### 作業内容
1 > 分析対象の文章で、男性が「先生」に弾いてほしいと頼んだ曲の題名を答えよ。
2 > 分析対象の文章によると、男性はなぜ楽譜を持ってこのホスピスに来たのか。1～3文で説明せよ。

### 分析対象の文章
========================

この日のライブの時間、私がピアノを弾き始めると一人のご家族がやってきた。
私のところへ真っ直ぐに歩いて来ると、
「先生、この曲を弾いてください」と大きな楽譜を広げた。
見ると「アンドレギャニオンのピアノ曲集」だ。
その男性は何曲も入っているその高価な楽譜を大事そうに持っている。
世の中で「癒し」がブームになった数年前にとても流行った、
「めぐりあい」という曲を弾いてくれというのだ。
この曲は葬儀でもその頃、BGMといえば流れていた有名な曲である。
私はアレンジしたものを何回か弾いていたが、
この楽譜はオリジナルの譜面で、難しい展開がたくさんある。
いきなり楽譜を見せられて戸惑ったが、うろ覚えで弾いてみた。
するとこの男性はすごく喜んでいる。
そして他の曲を広げて「私も弾かせてもらっていいですか?」と言った。
私が「どうぞ」と椅子を譲ると、
おもむろにその場に靴を脱いで弾き始めた。
お世辞にも上手ではない。
しかし心がこもっている。
思わず力が入って強くなるところもあり、
私は周りの患者様に気をつかったが、最後までそっと見守った。
途中でその男性は、
「フラットにダブルフラットがつくと、トリプルフラットですか?」とか、
「ここのサウンドがCDと違うようだが、指は間違って弾いてはいませんか?」
などと私への質問を投げかけた。
まるでホスピス内の「即席ピアノ教室」だ。
弾き終わり、その方はポツポツと語り始めた。
「今、父が入院しています」もうあまり時間はありません。
私は家庭もあり別に住んでいるのでなかなか見舞うことが
できないのだけれども、このホスピスではピアノを弾いてくれると
入院中の父から聞いて、今日は楽譜持参でやって来ました。

========================

### 学習資料
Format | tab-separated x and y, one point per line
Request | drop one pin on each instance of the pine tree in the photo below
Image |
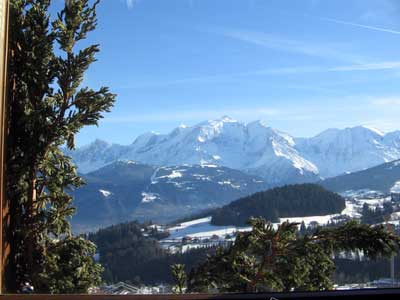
179	275
47	107
268	259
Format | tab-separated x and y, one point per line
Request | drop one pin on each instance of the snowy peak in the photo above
254	148
338	151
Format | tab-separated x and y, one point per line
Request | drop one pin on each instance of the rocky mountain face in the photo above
253	148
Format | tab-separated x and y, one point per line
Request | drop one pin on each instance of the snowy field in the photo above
202	228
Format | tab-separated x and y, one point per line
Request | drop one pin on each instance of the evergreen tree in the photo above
47	107
179	275
268	259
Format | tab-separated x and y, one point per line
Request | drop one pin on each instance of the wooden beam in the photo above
4	18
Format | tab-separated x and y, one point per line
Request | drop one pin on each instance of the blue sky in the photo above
300	66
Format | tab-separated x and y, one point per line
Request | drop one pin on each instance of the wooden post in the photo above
4	17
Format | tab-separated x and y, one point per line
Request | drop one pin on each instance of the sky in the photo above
300	66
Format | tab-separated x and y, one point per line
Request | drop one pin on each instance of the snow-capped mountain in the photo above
384	178
336	151
253	148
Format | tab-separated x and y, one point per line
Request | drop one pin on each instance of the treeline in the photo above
283	202
361	271
131	252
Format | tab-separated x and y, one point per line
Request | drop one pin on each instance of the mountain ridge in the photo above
253	148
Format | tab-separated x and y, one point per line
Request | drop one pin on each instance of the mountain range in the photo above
384	178
253	148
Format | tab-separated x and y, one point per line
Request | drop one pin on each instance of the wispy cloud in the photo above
271	41
131	3
390	101
212	79
362	25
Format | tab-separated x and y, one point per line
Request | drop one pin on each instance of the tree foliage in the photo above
48	106
282	202
268	259
179	275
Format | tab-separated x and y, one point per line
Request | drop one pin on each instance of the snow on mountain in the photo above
254	148
95	155
339	151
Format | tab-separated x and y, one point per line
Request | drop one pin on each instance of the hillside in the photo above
384	178
125	190
131	252
254	148
288	201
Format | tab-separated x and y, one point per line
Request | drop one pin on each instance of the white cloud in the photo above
289	45
362	26
367	67
395	101
131	3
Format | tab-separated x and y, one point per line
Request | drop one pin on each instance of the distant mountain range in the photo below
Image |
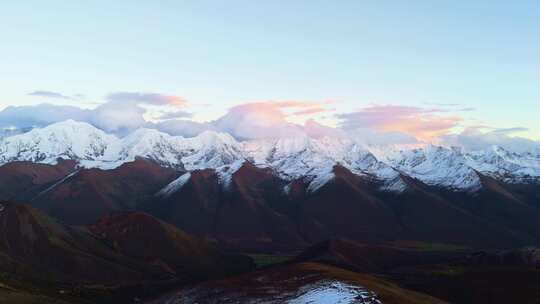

========================

### 設問別の解答
1 > 「めぐりあい」です。

2 > 男性の父親がホスピスに入院しており、残された時間はあまりありません。男性は家庭があって別に住んでいるため、なかなか見舞うことができません。そこでこのホスピスではピアノを弾いてくれると父親から聞き、楽譜を持って来ました。